__DOCUMENTGEDEELTE__
Heilige Geest slaat bruggen van liefde
Het is Pinksteren geweest. Voor velen heeft dit heilsfeit iets ongrijpbaars. Bij andere gedenkdagen kunnen we ons iets voorstellen: een geboorte, de lijdende Heere aan het kruis, de verschijningen van de Opgestane en het afscheid bij Zijn hemelvaart. Maar bij Pinksteren lijkt het alleen maar te gaan om begeleidende verschijnselen van de komst van de Geest. „Waar blijft Hij Zelf?” vroeg iemand onlangs. „Wat doet Hij?”
Om te beginnen de oude namen voor de Heilige Geest. Hij is in het klassieke kerklatijn wel genoemd de ”pontifex maximus”. In het Romeinse Rijk was dat de naam van de hoogste priester van de staatsgoden. Nu betekent het oude woord pontifex niet alleen priester, maar ook bruggenbouwer. De gedachte daarachter is dat de priester een brug slaat tussen de goden en de mensen. Hij verbindt de goden met de mensenwereld en de mensen met de godenwereld.

__FRAGMENTEN UIT RIJEN__
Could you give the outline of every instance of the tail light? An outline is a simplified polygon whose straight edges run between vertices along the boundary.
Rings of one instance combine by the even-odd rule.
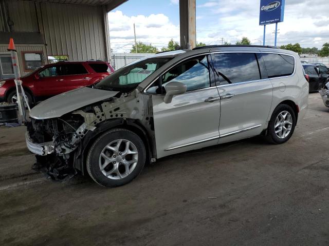
[[[306,79],[306,80],[307,80],[307,82],[309,83],[309,76],[308,74],[304,74],[304,76],[305,76],[305,78]]]

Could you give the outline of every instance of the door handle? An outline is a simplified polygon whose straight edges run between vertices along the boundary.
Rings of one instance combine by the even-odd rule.
[[[232,96],[234,96],[235,95],[234,94],[227,94],[226,95],[224,95],[224,96],[221,96],[221,99],[228,99],[230,98]]]
[[[221,100],[220,97],[209,97],[208,99],[205,100],[205,102],[212,102],[213,101],[218,101],[218,100]]]

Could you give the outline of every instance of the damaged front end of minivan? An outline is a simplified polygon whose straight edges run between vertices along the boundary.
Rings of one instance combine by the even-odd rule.
[[[321,89],[319,91],[320,95],[321,95],[322,98],[323,103],[326,107],[329,108],[329,82],[325,84],[325,86],[324,88]]]
[[[152,100],[139,92],[138,89],[127,94],[84,88],[36,106],[31,111],[26,135],[28,148],[36,154],[33,168],[45,172],[55,180],[66,180],[78,173],[84,174],[86,156],[93,140],[117,127],[139,133],[149,147],[150,160],[153,159],[156,151]],[[112,96],[104,98],[109,93]],[[83,95],[84,100],[79,95]],[[94,101],[96,98],[102,100]],[[80,107],[77,101],[84,102],[85,105]],[[52,104],[59,102],[60,109],[57,111]],[[55,109],[44,111],[46,108]]]

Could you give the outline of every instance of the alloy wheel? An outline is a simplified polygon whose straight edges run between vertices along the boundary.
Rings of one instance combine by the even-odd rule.
[[[293,117],[290,113],[286,111],[279,113],[274,125],[277,136],[281,139],[286,137],[291,131],[292,127]]]
[[[121,179],[135,169],[138,151],[135,145],[125,139],[112,141],[103,149],[99,159],[100,171],[111,179]]]

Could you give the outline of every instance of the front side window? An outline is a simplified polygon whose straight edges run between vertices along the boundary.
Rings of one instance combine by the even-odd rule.
[[[105,63],[89,63],[89,66],[96,73],[111,73],[112,71]]]
[[[42,53],[23,52],[24,68],[25,71],[34,70],[43,64]]]
[[[212,55],[220,85],[260,79],[256,55],[253,53],[223,53]]]
[[[263,53],[269,78],[291,75],[295,69],[295,59],[290,55]]]
[[[39,73],[40,77],[54,77],[62,75],[63,69],[60,66],[53,66],[48,67]]]
[[[133,62],[102,80],[95,88],[124,92],[131,91],[170,59],[150,58]]]
[[[163,74],[148,89],[152,94],[164,94],[164,86],[175,81],[186,85],[187,91],[209,87],[210,85],[209,69],[207,55],[193,58],[175,66]],[[162,84],[162,87],[160,85]]]

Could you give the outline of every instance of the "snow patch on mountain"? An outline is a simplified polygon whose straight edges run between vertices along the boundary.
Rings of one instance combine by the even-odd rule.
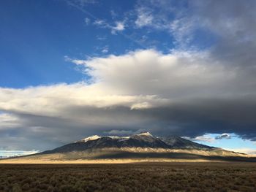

__UIT TE VOEREN HANDELINGEN__
1. Vertaal de volgende zin uit het documentgedeelte over Pinksteren in het Engels: "In het Romeinse Rijk was dat de naam van de hoogste priester van de staatsgoden."
2. Kopieer letterlijk een deel van het documentgedeelte over Pinksteren: begin bij de woorden "Om te beginnen" en stop na "met de godenwereld.".
3. Welke betekenis heeft het oude woord pontifex volgens het documentgedeelte naast priester?
De rijen spelen hierbij geen enkele rol.

__VERWACHTE RESULTATEN__
1. In the Roman Empire, that was the name of the highest priest of the state gods.

2.
Om te beginnen de oude namen voor de Heilige Geest. Hij is in het klassieke kerklatijn wel genoemd de ”pontifex maximus”. In het Romeinse Rijk was dat de naam van de hoogste priester van de staatsgoden. Nu betekent het oude woord pontifex niet alleen priester, maar ook bruggenbouwer. De gedachte daarachter is dat de priester een brug slaat tussen de goden en de mensen. Hij verbindt de goden met de mensenwereld en de mensen met de godenwereld.

3. Bruggenbouwer.